== PASSAGE

Hokkaido Scallop
Hokkaido Scallop topped with porcini truffle pate

Le Sense Tasting Menu and Dim Sum

For Christmas a normal meal would mean turkey and lots of Christmas goodies, but this is Malaysia and tasting Le Sense’ tasting menu came as an absolute delight. Away from the traditional minced pies and dry turkey with dry stuffing, Le Sense offered us an 8-course tasting menu which takes Japanese and European ingredients and combines them with Cantonese elements.

The results?

An amalgamation of flavours bursting through each bite as we journeyed along the meal.

Amuse Bouche – Lotus Root Sunomono

We started our meal with a lotus root sunomono which was a great teaser of what is to come. A sunomono in Japanese is a side dish that has elements of vinegar to it. This dish incorporates lotus root, an ingredient more common in Chinese cooking in Malaysia to start us off on a culinary adventure.

Ebi Tempura – yuba tempura ume

Next up was the ebi tempura, ebi meaning shrimp, wrapped around in bean curd and with some apricot to give a well rounded balance of both flavours and textures. As the meal gets a little more savoury, this follows up nicely after the initial amuse bouche.

Hokkaido Scallop topped with porcini truffle pate

One of my favourites of the night is the Hokkaido Scallop, which was extremely fresh and cooked perfectly. Topped with a porcini truffle pate, and an accompanying flat green bean for an added crunch, the dish screams luxurious and tasty as well.

====

— PARTS OF THE EXERCISE —
1. Could you condense the paragraph of the tasting menu review that begins "We started our meal" into one shorter sentence, keeping its main facts?
2. Can you duplicate word for word the section of the tasting menu review that begins at the words "Next up was" and stops after "initial amuse bouche."?

== MATERIAL SHOWN

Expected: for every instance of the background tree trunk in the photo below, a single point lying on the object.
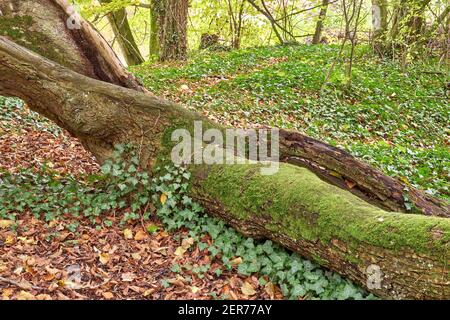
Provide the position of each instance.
(124, 36)
(154, 29)
(293, 207)
(172, 28)
(319, 25)
(42, 26)
(379, 24)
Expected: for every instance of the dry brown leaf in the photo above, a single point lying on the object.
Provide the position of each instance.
(107, 295)
(6, 224)
(128, 276)
(24, 295)
(104, 258)
(163, 198)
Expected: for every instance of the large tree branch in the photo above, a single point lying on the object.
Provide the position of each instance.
(293, 207)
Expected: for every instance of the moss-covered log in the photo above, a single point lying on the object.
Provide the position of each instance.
(293, 207)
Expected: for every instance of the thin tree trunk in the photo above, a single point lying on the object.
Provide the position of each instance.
(294, 207)
(122, 31)
(154, 30)
(80, 49)
(379, 24)
(319, 25)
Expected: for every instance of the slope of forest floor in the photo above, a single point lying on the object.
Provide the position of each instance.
(393, 118)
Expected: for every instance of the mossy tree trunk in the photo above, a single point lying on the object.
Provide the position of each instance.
(124, 36)
(300, 210)
(380, 25)
(320, 21)
(172, 17)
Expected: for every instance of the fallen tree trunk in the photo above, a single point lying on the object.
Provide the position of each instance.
(294, 207)
(42, 26)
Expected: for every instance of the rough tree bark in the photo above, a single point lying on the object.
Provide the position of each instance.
(294, 207)
(124, 36)
(319, 25)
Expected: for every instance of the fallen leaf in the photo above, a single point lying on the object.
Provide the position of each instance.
(180, 251)
(7, 293)
(136, 256)
(195, 289)
(104, 258)
(128, 276)
(140, 235)
(107, 295)
(350, 184)
(128, 234)
(6, 224)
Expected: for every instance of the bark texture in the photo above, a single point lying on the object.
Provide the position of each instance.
(42, 26)
(319, 25)
(293, 207)
(172, 16)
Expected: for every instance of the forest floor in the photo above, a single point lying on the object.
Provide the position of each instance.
(393, 118)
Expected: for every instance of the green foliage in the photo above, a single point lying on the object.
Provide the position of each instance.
(14, 115)
(296, 277)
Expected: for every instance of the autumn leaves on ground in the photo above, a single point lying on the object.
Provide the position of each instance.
(71, 258)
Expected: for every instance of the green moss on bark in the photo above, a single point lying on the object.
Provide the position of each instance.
(20, 30)
(298, 203)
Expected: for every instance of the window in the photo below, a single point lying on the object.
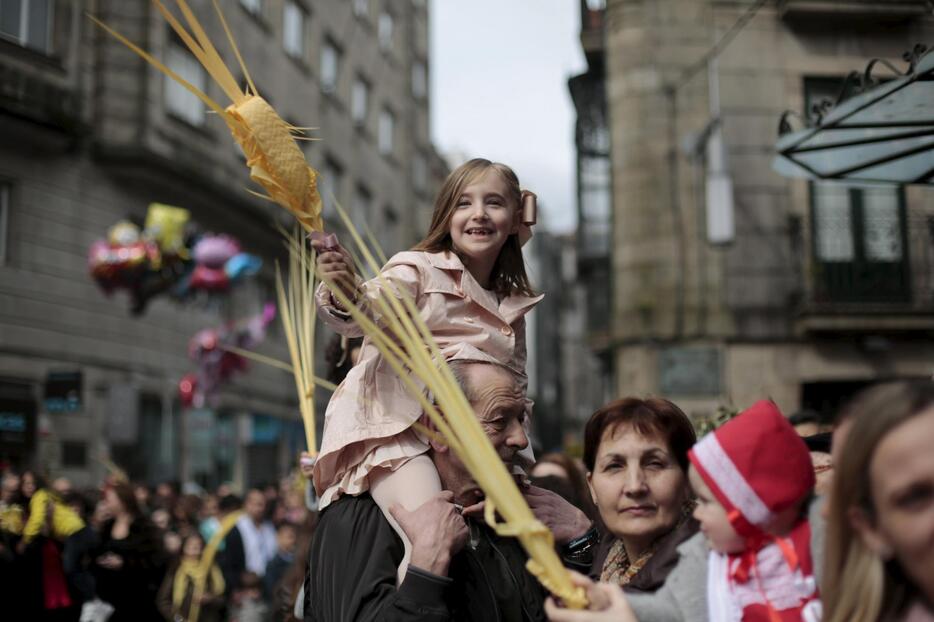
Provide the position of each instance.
(74, 454)
(332, 180)
(361, 8)
(178, 100)
(389, 232)
(858, 233)
(330, 67)
(253, 6)
(359, 101)
(419, 172)
(28, 23)
(387, 123)
(4, 220)
(293, 30)
(385, 31)
(419, 79)
(360, 210)
(595, 204)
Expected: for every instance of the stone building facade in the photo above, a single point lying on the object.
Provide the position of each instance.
(797, 291)
(90, 134)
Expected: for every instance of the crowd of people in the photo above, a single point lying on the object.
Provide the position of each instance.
(752, 522)
(128, 552)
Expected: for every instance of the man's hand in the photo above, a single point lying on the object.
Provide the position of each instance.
(335, 266)
(563, 519)
(436, 530)
(606, 604)
(306, 464)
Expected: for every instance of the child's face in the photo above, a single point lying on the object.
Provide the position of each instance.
(193, 547)
(285, 539)
(484, 217)
(713, 518)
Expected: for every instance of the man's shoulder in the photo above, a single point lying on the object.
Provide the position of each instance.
(353, 517)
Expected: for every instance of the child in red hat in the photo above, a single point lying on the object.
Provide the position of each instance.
(753, 479)
(756, 555)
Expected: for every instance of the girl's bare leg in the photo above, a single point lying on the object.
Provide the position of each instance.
(411, 485)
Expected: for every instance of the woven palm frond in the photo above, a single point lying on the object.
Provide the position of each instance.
(408, 347)
(276, 162)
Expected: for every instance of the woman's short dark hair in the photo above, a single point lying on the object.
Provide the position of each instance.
(653, 416)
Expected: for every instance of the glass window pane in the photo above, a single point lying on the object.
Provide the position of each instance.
(385, 31)
(881, 226)
(178, 99)
(253, 6)
(329, 67)
(358, 100)
(293, 29)
(833, 227)
(38, 25)
(386, 129)
(419, 79)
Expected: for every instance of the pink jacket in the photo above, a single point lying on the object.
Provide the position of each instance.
(368, 420)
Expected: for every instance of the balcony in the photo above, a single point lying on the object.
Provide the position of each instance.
(864, 295)
(858, 10)
(34, 95)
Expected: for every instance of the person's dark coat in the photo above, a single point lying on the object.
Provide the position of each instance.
(132, 588)
(651, 576)
(232, 560)
(355, 554)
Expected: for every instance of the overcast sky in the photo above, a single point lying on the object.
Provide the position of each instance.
(499, 90)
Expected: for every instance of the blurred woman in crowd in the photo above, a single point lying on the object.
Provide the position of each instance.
(130, 561)
(176, 596)
(635, 452)
(562, 474)
(880, 547)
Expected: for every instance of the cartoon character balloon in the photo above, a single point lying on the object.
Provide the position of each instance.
(160, 259)
(216, 364)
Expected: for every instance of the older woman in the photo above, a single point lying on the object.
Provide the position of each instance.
(880, 548)
(635, 451)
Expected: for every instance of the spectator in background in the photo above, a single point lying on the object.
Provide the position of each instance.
(247, 600)
(286, 538)
(130, 560)
(880, 532)
(177, 592)
(250, 545)
(143, 498)
(806, 422)
(340, 355)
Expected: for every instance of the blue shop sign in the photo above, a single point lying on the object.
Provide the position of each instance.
(63, 392)
(266, 430)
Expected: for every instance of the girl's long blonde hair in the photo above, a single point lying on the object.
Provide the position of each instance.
(859, 586)
(508, 276)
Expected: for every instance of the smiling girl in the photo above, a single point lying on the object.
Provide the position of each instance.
(467, 279)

====

— ANSWERS IN ORDER —
1. The meal opened with a lotus root sunomono, a vinegared Japanese side dish made here with lotus root, an ingredient more common in Chinese cooking in Malaysia, as a teaser of what was to come.

2.
Next up was the ebi tempura, ebi meaning shrimp, wrapped around in bean curd and with some apricot to give a well rounded balance of both flavours and textures. As the meal gets a little more savoury, this follows up nicely after the initial amuse bouche.